§ Directions: Here are the records. Write out exactly the lines between the one holding "[(855, 532), (518, 821), (1227, 101)]" and the one holding "[(520, 441), (373, 309)]", inclusive.

§ Excerpted data:
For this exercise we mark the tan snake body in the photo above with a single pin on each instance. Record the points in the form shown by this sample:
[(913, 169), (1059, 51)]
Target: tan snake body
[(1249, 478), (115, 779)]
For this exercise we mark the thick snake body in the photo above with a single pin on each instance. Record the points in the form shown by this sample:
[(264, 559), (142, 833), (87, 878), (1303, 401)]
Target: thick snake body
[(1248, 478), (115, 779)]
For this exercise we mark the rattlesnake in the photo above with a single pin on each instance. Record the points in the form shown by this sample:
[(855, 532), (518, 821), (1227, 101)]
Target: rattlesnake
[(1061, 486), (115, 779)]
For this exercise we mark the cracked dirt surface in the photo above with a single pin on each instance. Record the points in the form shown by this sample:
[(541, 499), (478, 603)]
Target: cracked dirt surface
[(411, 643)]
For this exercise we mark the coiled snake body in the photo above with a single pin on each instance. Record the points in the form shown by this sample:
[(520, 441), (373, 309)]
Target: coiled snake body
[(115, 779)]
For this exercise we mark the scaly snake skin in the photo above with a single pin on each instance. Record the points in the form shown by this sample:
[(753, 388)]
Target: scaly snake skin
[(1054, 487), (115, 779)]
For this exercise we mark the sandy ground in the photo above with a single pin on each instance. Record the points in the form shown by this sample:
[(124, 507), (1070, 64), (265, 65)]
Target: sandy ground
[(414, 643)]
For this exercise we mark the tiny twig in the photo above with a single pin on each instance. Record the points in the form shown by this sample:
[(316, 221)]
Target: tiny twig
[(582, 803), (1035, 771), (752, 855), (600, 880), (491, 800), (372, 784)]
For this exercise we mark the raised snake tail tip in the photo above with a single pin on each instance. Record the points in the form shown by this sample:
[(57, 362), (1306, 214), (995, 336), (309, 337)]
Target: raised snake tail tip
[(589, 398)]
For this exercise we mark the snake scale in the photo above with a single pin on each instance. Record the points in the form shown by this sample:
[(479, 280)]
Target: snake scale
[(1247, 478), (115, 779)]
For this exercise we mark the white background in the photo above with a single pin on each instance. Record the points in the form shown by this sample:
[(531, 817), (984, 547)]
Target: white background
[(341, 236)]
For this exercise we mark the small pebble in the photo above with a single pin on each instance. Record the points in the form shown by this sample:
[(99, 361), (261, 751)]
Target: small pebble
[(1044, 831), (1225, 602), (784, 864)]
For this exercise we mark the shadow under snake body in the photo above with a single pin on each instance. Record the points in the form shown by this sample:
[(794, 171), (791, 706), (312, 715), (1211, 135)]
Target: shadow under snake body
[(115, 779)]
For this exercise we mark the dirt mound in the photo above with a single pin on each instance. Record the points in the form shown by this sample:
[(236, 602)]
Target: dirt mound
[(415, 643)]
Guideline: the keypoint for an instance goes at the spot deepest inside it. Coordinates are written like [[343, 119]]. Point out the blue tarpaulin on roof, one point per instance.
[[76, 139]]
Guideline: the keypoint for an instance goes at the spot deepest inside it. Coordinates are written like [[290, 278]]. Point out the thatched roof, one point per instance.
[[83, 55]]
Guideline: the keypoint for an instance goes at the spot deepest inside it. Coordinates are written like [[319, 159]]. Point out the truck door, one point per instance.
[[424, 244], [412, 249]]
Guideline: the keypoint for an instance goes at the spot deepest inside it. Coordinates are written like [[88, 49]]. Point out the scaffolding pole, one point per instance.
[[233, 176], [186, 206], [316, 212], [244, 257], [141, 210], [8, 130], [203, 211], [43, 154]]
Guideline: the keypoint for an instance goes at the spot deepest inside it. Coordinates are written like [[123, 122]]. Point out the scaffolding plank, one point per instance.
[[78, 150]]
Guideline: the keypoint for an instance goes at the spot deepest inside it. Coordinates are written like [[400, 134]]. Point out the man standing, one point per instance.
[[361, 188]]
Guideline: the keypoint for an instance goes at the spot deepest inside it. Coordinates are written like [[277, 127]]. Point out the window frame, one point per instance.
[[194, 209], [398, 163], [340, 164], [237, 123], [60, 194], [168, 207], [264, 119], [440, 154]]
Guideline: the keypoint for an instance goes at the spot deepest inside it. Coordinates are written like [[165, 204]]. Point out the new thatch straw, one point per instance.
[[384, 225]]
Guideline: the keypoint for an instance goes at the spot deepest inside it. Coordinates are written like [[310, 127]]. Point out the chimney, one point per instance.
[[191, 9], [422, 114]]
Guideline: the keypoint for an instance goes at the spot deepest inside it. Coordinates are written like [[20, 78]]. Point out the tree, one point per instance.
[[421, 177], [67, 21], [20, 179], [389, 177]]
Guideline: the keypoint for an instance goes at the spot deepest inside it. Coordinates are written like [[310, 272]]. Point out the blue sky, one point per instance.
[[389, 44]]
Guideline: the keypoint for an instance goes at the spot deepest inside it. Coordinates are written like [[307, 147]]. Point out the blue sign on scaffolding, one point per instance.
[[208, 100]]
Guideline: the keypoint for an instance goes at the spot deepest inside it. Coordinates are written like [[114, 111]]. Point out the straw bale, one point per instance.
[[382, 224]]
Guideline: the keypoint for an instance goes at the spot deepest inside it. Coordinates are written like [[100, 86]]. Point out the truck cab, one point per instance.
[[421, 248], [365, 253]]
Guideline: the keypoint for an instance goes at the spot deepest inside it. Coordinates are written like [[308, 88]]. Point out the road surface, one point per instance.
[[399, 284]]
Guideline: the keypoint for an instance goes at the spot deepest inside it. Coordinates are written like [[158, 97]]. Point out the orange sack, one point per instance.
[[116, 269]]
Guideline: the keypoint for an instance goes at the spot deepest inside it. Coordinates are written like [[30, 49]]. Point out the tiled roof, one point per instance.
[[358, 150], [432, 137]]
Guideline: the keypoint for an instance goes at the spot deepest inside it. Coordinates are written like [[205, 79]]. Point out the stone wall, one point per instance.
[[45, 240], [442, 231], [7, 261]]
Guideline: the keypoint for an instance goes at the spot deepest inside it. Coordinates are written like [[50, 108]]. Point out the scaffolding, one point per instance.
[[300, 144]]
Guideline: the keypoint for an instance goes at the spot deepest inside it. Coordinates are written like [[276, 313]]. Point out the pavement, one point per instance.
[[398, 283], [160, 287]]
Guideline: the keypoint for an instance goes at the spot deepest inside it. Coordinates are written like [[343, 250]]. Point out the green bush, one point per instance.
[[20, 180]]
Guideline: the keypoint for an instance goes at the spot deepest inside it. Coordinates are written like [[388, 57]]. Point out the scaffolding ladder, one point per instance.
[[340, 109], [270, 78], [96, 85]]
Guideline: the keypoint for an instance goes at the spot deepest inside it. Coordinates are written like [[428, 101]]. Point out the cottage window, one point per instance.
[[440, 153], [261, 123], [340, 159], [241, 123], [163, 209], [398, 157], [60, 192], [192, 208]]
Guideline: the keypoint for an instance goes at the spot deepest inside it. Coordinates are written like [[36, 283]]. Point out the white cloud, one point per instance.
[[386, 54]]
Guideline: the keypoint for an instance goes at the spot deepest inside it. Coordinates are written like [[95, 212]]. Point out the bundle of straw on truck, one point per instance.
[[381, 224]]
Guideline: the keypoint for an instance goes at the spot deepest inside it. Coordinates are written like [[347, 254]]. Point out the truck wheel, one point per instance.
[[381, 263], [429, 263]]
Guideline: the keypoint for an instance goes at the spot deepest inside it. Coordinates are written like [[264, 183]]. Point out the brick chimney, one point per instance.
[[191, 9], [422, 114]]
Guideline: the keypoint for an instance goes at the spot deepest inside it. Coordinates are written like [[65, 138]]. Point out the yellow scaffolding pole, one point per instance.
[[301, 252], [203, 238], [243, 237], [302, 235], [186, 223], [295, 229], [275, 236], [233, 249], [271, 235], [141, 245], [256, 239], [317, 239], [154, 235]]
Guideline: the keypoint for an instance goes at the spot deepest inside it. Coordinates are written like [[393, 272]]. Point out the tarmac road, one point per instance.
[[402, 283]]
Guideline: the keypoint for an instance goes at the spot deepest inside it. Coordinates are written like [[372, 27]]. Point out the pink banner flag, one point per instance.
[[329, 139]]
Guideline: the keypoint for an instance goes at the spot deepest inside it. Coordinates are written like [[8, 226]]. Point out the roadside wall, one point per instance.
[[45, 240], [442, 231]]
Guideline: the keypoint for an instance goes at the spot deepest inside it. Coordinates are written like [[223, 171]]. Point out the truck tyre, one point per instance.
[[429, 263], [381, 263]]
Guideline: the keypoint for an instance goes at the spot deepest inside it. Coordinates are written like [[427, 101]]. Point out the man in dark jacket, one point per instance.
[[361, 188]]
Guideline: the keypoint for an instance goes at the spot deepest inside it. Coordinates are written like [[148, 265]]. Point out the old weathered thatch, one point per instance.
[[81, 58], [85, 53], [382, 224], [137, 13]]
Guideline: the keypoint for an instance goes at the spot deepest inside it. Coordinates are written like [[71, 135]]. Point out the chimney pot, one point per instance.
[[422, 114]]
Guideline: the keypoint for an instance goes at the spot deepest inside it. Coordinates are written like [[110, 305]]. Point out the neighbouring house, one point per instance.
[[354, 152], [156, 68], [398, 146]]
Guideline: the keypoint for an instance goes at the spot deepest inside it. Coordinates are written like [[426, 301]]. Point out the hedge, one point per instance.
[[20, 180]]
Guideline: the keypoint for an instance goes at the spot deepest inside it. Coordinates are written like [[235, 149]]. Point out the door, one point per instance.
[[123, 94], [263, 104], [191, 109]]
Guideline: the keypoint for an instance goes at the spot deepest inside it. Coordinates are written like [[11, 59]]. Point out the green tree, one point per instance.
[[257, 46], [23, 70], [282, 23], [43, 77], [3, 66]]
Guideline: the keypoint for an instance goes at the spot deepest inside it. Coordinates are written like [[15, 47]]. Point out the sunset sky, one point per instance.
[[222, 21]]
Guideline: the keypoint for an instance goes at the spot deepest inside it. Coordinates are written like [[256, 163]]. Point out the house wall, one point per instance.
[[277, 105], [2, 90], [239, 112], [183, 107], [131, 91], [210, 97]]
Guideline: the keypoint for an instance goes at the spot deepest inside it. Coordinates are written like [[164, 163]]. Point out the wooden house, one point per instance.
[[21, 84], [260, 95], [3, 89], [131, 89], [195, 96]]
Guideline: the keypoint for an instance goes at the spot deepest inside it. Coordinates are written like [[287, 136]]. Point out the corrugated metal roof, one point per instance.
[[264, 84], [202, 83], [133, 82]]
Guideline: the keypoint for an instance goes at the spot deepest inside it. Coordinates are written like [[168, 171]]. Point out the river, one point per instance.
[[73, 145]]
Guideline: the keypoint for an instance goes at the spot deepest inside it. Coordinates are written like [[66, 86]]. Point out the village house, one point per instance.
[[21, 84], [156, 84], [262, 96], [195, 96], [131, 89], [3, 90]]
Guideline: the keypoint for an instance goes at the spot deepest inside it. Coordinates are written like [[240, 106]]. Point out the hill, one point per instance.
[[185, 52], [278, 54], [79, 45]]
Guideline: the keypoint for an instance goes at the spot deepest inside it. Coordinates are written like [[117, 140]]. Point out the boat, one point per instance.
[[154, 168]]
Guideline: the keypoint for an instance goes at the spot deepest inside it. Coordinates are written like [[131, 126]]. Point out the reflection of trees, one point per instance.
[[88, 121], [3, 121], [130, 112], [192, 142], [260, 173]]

§ Result of the exercise:
[(855, 532), (518, 821), (1227, 101)]
Target: rattlesnake
[(1061, 486), (115, 779)]
For this exercise we mark the cracked dirt surface in the photo above with a single pin on each instance. Record the points in the form shown by this sample:
[(541, 499), (478, 603)]
Target: cracked dirt surface
[(411, 643)]
For this exercise we mark the coiled snake body in the photo above with a single pin on each instance. Record the points in the form shown by this sample:
[(520, 441), (373, 309)]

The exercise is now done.